==== Excerpted data
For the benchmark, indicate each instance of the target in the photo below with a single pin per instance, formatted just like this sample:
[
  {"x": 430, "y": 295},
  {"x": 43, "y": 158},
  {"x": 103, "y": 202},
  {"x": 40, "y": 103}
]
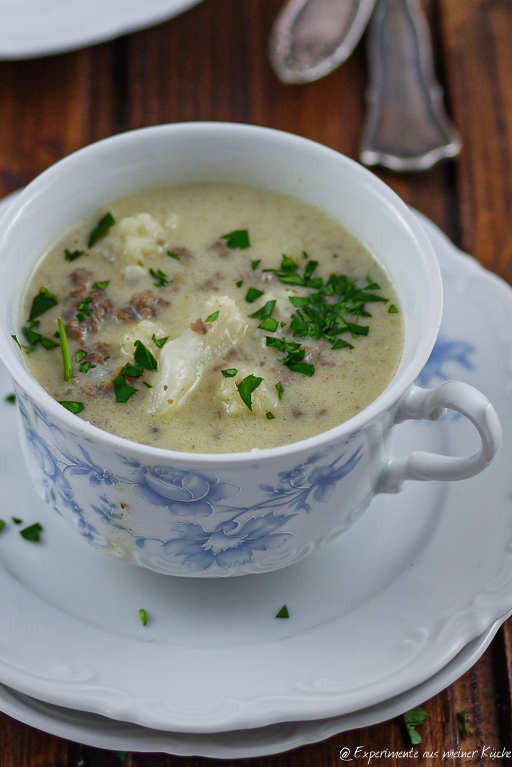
========
Give the lines above as a JSON list of strings, one string per line and with blank lines left out. Leave the pictures out of the answer.

[
  "For the benchmark, indicate each instance of the target in the photo below with a single pin per instance, formatted just like this sample:",
  "[",
  "  {\"x\": 430, \"y\": 295},",
  "  {\"x\": 43, \"y\": 158},",
  "  {\"x\": 103, \"y\": 202},",
  "  {\"x\": 40, \"y\": 103}",
  "]"
]